ÉNONCÉ A → Recopiez le passage du texte ci-dessous sur l’Église et la sorcellerie qui commence par « C’est vrai que, dans » et se poursuit jusqu’à « face-à-face avec Dieu. ».
ÉNONCÉ B → Dans le texte ci-dessous sur l’Église et la sorcellerie, relevez toutes les réalités dont la première phrase du dernier paragraphe dit qu’elles ont lieu « en l’homme et par l’homme ».

Lorsque l’Eglise catholique se lance au XIIIe siècle dans une guerre contre la sorcellerie, au prétexte qu’il s’agit d’une pratique païenne, elle ne fait donc, en réalité, que reconduire elle-même une politique propre aux Etats de l’époque païenne.

En installant les bûchers pour y brûler en place publique ceux qu’elle considère comme des représentants de Satan, elle est davantage dans la continuité d’anciennes façons de faire que dans la fidélité à l’enseignement d’une tradition qui accorde d’autant moins de place au diable qu’elle en reconnaît une grande à la liberté de l’homme face au bien et au mal.

C’est vrai que, dans le récit biblique des commencements, le «malin» est présent, sous la forme du serpent. Mais cette présence restera très discrète, tout au long de l’Ancien Testament. Parce que ce dont il est question, ce n’est pas du pouvoir d’une puissance occulte qui s’empare de la volonté de l’homme, c’est de la «difficile liberté» — comme dirait Emmanuel Lévinas —, de l’homme engagé dans le face-à-face avec Dieu.

Le renoncement et la trahison, comme le combat intérieur afin que revive la flamme de la fidélité, tout cela a lieu en l’homme et par l’homme. Satan et ses figures n’ont de place dans ce drame que dans la mesure où l’homme, de son plein gré, leur ouvre sa porte en se détournant de Dieu.

(Lignes de données)
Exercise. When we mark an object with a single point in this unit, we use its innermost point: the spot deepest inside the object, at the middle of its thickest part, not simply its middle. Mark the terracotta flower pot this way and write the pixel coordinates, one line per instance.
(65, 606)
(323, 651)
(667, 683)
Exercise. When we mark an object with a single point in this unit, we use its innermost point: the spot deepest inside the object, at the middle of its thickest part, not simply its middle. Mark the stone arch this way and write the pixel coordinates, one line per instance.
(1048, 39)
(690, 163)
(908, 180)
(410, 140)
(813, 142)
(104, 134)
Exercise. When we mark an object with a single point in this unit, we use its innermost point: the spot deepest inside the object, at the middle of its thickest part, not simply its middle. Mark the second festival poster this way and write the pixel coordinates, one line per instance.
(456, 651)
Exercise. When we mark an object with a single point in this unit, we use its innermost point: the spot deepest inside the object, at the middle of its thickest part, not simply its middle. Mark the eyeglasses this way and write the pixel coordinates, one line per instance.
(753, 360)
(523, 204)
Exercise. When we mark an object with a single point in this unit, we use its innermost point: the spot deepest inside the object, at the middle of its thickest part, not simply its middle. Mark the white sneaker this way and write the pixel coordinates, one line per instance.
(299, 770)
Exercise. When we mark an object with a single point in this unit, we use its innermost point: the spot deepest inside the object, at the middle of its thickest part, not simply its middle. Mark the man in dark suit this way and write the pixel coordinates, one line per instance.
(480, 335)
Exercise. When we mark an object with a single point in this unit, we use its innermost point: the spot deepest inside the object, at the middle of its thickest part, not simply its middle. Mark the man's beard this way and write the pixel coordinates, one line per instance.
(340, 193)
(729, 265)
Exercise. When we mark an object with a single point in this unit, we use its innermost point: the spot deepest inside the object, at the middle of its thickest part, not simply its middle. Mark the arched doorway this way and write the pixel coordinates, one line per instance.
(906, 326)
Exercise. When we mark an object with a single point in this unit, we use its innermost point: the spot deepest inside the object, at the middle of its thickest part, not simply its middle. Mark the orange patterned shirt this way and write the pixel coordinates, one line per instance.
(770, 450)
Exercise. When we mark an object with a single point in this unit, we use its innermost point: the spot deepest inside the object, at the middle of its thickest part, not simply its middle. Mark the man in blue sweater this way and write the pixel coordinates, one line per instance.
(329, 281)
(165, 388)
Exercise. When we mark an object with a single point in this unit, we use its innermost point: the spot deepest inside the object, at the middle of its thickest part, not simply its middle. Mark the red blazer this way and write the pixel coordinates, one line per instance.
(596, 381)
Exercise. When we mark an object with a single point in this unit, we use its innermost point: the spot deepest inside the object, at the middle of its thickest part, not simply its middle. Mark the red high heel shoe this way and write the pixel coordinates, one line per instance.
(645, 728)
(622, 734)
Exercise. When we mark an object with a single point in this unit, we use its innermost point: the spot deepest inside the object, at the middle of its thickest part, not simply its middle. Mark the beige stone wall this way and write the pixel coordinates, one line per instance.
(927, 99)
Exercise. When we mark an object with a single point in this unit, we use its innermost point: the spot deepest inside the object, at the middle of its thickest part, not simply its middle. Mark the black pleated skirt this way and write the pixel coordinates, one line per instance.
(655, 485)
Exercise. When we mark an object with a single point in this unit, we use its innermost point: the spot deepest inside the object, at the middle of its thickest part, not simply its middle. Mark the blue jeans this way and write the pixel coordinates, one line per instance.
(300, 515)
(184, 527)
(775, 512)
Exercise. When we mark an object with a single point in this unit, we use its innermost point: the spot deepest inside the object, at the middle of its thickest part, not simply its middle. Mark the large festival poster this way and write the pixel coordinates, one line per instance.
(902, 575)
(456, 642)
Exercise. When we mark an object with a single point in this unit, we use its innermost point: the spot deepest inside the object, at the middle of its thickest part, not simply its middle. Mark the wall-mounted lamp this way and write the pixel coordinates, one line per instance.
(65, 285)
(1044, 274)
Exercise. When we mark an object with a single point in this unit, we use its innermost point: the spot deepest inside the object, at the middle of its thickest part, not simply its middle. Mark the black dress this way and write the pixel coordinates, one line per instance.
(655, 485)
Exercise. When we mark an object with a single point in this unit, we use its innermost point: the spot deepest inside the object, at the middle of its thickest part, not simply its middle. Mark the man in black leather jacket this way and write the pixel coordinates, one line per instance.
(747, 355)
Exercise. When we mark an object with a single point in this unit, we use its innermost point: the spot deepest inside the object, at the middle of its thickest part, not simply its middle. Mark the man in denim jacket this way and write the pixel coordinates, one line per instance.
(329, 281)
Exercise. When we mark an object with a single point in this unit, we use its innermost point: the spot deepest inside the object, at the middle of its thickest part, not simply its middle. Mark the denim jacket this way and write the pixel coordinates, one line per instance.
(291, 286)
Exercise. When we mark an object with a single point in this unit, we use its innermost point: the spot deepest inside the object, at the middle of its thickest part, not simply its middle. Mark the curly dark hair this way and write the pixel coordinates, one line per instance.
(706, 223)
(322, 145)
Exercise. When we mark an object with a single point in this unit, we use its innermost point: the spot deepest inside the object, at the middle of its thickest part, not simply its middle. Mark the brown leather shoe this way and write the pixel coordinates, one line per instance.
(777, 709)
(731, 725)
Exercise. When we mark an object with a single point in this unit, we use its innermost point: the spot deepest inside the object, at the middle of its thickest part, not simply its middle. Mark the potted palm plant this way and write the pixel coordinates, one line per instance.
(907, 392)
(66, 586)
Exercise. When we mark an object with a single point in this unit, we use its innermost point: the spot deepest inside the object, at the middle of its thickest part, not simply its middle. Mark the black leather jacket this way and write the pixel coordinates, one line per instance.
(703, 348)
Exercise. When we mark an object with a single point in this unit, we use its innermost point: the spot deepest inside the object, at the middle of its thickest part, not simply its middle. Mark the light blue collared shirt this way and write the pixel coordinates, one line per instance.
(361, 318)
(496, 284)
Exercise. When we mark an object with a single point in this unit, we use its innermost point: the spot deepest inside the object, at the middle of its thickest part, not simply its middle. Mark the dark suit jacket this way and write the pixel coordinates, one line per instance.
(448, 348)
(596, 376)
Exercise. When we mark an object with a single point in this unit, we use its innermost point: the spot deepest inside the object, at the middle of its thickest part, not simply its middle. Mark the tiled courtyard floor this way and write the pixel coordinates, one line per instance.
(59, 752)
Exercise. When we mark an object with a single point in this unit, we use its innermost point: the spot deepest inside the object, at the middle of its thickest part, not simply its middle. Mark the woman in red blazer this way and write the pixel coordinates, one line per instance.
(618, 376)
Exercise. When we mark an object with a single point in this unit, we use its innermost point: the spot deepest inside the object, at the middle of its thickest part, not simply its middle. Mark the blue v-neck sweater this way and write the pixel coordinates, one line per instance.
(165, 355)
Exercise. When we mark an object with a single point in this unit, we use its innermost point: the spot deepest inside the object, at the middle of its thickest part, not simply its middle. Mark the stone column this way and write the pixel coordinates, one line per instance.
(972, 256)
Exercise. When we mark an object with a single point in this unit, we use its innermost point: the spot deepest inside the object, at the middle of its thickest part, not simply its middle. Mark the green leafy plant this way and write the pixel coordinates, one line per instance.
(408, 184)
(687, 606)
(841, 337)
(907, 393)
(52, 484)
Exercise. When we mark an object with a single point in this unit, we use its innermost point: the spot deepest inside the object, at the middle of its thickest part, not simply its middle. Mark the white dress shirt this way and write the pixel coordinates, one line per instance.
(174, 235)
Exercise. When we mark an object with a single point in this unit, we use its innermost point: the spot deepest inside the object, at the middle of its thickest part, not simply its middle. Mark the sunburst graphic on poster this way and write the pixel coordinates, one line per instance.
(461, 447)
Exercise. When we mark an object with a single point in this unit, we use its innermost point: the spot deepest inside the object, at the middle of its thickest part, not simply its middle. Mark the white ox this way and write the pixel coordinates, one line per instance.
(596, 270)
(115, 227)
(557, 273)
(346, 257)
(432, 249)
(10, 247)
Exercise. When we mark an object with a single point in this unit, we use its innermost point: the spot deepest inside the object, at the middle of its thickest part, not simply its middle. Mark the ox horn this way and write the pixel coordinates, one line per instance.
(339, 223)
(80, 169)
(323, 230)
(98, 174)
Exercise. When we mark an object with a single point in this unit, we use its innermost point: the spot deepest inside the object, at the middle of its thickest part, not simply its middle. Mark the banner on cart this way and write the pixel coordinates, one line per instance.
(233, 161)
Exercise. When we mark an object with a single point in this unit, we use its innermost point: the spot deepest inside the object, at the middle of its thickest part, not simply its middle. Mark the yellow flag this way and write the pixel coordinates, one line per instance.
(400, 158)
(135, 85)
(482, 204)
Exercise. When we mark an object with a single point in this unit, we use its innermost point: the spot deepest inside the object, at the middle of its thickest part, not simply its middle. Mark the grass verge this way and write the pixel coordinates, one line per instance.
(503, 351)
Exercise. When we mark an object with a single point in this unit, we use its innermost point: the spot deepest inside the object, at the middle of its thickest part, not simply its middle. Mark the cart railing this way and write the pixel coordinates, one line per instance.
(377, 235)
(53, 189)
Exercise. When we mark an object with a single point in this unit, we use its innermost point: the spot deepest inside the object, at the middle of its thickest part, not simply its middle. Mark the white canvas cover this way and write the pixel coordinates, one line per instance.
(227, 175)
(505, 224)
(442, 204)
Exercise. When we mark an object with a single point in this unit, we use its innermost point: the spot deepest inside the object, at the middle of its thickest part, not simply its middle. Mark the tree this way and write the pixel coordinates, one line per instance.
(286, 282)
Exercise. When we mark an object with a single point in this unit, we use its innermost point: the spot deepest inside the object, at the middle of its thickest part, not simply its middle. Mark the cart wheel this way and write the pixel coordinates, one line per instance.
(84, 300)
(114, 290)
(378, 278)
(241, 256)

RÉPONSE RÉDIGÉE A →
C’est vrai que, dans le récit biblique des commencements, le «malin» est présent, sous la forme du serpent. Mais cette présence restera très discrète, tout au long de l’Ancien Testament. Parce que ce dont il est question, ce n’est pas du pouvoir d’une puissance occulte qui s’empare de la volonté de l’homme, c’est de la «difficile liberté» — comme dirait Emmanuel Lévinas —, de l’homme engagé dans le face-à-face avec Dieu.

RÉPONSE RÉDIGÉE B →
- le renoncement
- la trahison
- le combat intérieur afin que revive la flamme de la fidélité